§ **EXERCISE INSTRUCTIONS**:
Write the next part of the passage on European Union enlargement, beginning right after its last sentence.
>> START ARTICLE
Hence, the debate about enlargement is already more than 50 years old. During that half-century, the EU has pursued deepening and widening most of the time in parallel. As new members joined, the EU continued to pursue deeper integration, often stimulated by new challenges raised by the new joiners, which required attention to new policy areas at EU level.
We founded the Single Market after the southern enlargement in the 1980s, and developed substantial cohesion and regional policies. We established the single currency after the Nordic and Austrian accessions in the 1990s, and saw important new developments in foreign and security policies. Since the 2004 accessions, we have witnessed a phenomenal growth in the area of justice, liberty and security, as well as the pursuit of economic competitiveness and socio-economic development with new
methods of integration.
As a consequence of parallel deepening of integration and gradual widening, Europe is today much safer and more prosperous than it was when the integration process started. With 27 Member States and a population of close on 500 million, today's European Union is much stronger and more influential than the EEC 50 years ago with its 6 Member States and a population of less than 200 million.
>> END ARTICLE
>> START DATA ENTRIES
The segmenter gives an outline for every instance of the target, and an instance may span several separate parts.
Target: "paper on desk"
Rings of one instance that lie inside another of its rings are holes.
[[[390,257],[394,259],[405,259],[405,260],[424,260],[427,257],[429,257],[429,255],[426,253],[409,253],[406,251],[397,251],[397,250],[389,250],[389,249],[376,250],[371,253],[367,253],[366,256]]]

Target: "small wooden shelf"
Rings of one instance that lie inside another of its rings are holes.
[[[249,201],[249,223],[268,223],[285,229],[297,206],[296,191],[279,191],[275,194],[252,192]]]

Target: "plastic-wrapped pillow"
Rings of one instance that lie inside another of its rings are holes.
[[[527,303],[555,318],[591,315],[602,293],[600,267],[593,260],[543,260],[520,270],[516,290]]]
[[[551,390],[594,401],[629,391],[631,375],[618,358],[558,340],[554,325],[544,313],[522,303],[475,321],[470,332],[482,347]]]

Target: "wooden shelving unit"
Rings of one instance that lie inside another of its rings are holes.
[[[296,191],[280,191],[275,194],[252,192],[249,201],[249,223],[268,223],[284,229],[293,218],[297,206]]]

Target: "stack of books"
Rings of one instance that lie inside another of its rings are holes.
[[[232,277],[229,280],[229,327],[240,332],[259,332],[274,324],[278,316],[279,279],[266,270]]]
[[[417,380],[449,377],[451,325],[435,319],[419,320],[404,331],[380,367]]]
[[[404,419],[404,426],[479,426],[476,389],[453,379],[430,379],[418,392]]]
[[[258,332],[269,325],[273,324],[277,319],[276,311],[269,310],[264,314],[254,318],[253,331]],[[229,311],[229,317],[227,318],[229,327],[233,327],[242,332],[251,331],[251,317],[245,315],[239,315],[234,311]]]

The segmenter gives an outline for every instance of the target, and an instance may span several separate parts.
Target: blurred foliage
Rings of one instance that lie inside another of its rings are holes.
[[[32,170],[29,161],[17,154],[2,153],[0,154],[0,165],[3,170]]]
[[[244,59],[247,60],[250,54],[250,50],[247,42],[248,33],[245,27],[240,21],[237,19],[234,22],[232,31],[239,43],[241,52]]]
>> END DATA ENTRIES
>> START DATA ENTRIES
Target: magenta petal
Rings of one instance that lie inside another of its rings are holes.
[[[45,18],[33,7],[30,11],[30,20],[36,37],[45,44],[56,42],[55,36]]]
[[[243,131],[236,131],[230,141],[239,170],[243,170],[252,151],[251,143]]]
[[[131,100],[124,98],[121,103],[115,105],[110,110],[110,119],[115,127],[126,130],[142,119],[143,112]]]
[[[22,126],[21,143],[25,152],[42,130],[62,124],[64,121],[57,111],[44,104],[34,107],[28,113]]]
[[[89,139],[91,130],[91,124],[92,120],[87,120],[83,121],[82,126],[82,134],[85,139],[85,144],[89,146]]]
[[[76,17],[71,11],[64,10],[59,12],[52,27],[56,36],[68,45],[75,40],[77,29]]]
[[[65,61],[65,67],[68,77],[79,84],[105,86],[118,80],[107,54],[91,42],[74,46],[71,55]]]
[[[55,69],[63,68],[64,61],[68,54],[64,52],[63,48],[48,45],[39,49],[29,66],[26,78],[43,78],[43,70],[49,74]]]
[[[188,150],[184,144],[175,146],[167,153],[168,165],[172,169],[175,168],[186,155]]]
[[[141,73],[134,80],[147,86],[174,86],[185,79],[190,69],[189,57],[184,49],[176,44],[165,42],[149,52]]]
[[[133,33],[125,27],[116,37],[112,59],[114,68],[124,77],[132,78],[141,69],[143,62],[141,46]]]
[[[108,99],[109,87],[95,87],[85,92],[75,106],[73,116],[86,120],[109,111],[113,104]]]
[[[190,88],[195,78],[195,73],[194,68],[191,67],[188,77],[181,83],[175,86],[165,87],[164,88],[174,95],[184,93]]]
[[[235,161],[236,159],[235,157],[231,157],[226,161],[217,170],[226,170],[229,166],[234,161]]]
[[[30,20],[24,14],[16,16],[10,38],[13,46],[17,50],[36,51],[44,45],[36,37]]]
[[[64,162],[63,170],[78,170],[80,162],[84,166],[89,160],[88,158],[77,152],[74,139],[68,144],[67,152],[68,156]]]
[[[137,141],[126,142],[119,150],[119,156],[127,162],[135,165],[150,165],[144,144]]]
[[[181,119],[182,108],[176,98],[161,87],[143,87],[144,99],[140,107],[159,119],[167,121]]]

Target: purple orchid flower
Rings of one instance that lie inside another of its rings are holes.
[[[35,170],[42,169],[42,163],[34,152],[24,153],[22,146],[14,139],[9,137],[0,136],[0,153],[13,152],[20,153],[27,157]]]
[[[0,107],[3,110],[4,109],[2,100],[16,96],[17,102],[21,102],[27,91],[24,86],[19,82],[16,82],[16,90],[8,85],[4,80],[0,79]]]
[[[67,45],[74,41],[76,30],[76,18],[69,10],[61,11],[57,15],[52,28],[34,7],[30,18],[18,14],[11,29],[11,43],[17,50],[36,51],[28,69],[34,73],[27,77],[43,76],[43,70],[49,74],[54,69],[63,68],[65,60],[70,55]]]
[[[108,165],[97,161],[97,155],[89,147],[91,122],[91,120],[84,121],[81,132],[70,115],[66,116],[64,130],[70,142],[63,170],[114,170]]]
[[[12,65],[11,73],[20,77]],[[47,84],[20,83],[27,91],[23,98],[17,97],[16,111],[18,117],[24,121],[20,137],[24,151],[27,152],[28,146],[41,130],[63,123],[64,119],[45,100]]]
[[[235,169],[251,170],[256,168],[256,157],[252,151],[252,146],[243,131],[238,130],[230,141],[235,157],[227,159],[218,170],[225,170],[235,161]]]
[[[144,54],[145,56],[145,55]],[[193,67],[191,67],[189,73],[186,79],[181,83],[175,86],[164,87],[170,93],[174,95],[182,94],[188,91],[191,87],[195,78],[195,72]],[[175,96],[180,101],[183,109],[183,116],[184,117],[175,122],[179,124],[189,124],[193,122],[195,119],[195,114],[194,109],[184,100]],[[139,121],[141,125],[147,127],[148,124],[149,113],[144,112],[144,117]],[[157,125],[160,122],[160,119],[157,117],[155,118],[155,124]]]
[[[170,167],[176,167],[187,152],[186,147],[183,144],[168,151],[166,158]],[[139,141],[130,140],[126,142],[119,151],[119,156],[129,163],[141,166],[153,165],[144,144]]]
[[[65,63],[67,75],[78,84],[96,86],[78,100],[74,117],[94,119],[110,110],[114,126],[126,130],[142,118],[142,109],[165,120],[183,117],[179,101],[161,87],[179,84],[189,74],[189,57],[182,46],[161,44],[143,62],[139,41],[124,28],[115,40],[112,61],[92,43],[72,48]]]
>> END DATA ENTRIES
§ **RESPONSE**:
Deepening and widening are not contradictory, but complementary. It is the combination of the two that has made the EU stronger and increased our leverage in the world economy and politics.
That is why it is of paramount importance for European construction that the European Council last week was able to set the mandate for a new Intergovernmental Conference to conclude preparations of a new Reform Treaty. Deepening of political integration and reform of the Union enables us to continue the gradual and carefully managed accession process, which is based on consolidation and conditionality.